• **Exercise aim**: Reproduce all entries precisely, down to the last character.

(Labeled-object pointing entries)
★ ★ ★ ★

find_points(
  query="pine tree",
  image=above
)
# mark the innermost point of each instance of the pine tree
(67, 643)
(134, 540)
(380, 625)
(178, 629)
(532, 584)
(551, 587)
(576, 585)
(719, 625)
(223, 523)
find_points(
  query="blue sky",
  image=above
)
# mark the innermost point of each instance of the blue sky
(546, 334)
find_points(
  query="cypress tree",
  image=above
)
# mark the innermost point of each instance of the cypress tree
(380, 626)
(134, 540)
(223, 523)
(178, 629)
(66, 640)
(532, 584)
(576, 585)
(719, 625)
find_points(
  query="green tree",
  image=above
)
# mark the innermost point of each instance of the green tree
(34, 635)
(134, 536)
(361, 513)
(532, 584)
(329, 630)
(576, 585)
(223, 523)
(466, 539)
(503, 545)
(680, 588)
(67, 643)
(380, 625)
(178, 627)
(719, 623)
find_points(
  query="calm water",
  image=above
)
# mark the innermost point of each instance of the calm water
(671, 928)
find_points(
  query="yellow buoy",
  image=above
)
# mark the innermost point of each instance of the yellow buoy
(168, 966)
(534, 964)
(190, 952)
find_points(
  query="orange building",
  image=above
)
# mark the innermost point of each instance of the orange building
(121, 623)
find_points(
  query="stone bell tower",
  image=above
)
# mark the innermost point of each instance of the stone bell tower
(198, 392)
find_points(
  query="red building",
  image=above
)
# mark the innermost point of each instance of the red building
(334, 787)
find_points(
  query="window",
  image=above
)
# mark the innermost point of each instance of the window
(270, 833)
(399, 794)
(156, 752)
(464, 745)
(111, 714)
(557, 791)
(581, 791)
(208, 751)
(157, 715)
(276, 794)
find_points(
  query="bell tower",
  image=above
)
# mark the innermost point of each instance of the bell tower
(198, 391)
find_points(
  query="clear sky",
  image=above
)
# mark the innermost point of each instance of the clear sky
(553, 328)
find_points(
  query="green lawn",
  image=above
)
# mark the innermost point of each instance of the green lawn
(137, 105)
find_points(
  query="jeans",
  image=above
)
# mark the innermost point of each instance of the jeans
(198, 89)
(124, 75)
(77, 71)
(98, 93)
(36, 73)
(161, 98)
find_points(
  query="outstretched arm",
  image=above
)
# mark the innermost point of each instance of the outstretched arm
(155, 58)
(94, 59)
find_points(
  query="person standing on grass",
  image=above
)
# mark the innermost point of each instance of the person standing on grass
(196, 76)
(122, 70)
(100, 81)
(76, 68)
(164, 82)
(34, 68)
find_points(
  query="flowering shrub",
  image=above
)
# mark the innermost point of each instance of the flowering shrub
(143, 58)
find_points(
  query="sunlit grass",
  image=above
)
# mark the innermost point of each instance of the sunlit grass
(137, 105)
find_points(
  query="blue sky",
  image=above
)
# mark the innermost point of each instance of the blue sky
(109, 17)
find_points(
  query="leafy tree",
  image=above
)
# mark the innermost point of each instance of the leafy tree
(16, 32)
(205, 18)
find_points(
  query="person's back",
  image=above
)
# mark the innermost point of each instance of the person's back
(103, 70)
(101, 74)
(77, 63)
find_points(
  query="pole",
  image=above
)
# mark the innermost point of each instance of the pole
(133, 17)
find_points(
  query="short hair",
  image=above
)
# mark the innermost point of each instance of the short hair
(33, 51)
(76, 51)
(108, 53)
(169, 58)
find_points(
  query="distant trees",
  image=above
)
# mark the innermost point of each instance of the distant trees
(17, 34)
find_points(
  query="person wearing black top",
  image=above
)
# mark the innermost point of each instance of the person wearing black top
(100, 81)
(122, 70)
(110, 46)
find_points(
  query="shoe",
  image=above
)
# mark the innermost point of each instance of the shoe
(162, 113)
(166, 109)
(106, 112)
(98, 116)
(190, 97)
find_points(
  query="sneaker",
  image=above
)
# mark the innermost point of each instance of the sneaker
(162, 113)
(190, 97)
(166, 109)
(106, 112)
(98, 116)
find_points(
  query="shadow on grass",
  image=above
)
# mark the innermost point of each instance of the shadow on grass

★ ★ ★ ★

• **In response**:
find_points(
  query="pine tree",
  image=above
)
# mark the innermost point of each instance of the pine tree
(67, 643)
(134, 540)
(380, 625)
(178, 629)
(532, 584)
(551, 587)
(576, 585)
(719, 625)
(223, 523)
find_points(
  query="blue sky",
  image=above
)
# mark the innermost point of each instance of the blue sky
(546, 334)
find_points(
  query="cypress tree",
  image=above
)
# mark the innermost point of each instance of the cypress tree
(380, 626)
(134, 540)
(223, 523)
(178, 629)
(66, 640)
(532, 584)
(576, 585)
(719, 625)
find_points(
  query="green tree",
  image=above
)
# mark the innermost point of each instance of the green tree
(34, 635)
(134, 536)
(361, 513)
(532, 584)
(329, 630)
(576, 585)
(223, 523)
(466, 539)
(503, 545)
(680, 588)
(67, 643)
(380, 625)
(178, 627)
(719, 623)
find_points(
  query="calm water",
  image=above
)
# mark the innermost point of each instance of the calm water
(671, 928)
find_points(
  query="yellow buoy",
  image=above
)
# mark the innermost point of each instance of the yellow buoy
(168, 966)
(534, 964)
(190, 952)
find_points(
  query="orange building",
  image=above
)
# mark the innermost point of each instance of the orange building
(121, 623)
find_points(
  query="stone bell tower",
  image=above
)
# mark the innermost point of each instance of the stone bell tower
(198, 392)
find_points(
  query="red building",
  image=above
)
# mark the innermost point of each instance of the red building
(334, 787)
find_points(
  query="window",
  image=above
)
# mark the innermost point of each instance of the window
(270, 833)
(399, 794)
(156, 752)
(464, 745)
(111, 714)
(557, 791)
(581, 791)
(208, 751)
(157, 715)
(276, 794)
find_points(
  query="bell tower",
  image=above
)
# mark the innermost point of each instance of the bell tower
(198, 391)
find_points(
  query="clear sky",
  image=above
)
# mark the innermost point of each instance of the clear sky
(553, 328)
find_points(
  query="green lawn",
  image=above
)
# mark the innermost point of each instance of the green lawn
(137, 105)
find_points(
  query="jeans",
  image=above
)
# mark the innermost point of each instance of the jeans
(198, 89)
(124, 75)
(77, 71)
(98, 93)
(36, 73)
(161, 98)
find_points(
  query="outstretched arm",
  image=above
)
# mark the innermost point of each instance of the outstretched arm
(155, 58)
(94, 59)
find_points(
  query="person standing on grass",
  image=above
)
# mark the innermost point of each instance of the person standing on grass
(196, 76)
(122, 70)
(100, 81)
(76, 68)
(164, 82)
(34, 68)
find_points(
  query="flowering shrub",
  image=above
)
# mark the innermost point of each instance of the flowering shrub
(143, 58)
find_points(
  query="sunlit grass",
  image=above
)
# mark the innermost point of each instance of the sunlit grass
(137, 105)
find_points(
  query="blue sky",
  image=above
)
# mark the innermost point of each instance of the blue sky
(109, 17)
find_points(
  query="leafy tree",
  image=above
)
# mark the innermost point of each instance of the leafy tree
(16, 32)
(205, 18)
find_points(
  query="person's back",
  image=above
)
# mark the innermost point of each instance of the person's back
(103, 70)
(101, 74)
(77, 63)
find_points(
  query="pole",
  image=above
)
# mark the innermost point of each instance of the pole
(133, 17)
find_points(
  query="short hair",
  image=above
)
# mark the innermost point of each instance of the short hair
(33, 51)
(76, 51)
(108, 53)
(169, 58)
find_points(
  query="distant trees",
  image=above
)
# mark the innermost point of each instance of the distant trees
(17, 34)
find_points(
  query="person wearing black top",
  image=above
)
# mark the innermost point of each instance of the person wearing black top
(100, 81)
(122, 70)
(110, 46)
find_points(
  query="shoe",
  image=above
)
# mark the innermost point of each instance of the shoe
(162, 113)
(166, 109)
(106, 112)
(98, 116)
(190, 97)
find_points(
  query="sneaker",
  image=above
)
# mark the innermost point of each instance of the sneaker
(162, 113)
(190, 97)
(166, 109)
(106, 112)
(98, 116)
find_points(
  query="shadow on grass",
  image=above
)
# mark the innermost point of each instance of the shadow on grass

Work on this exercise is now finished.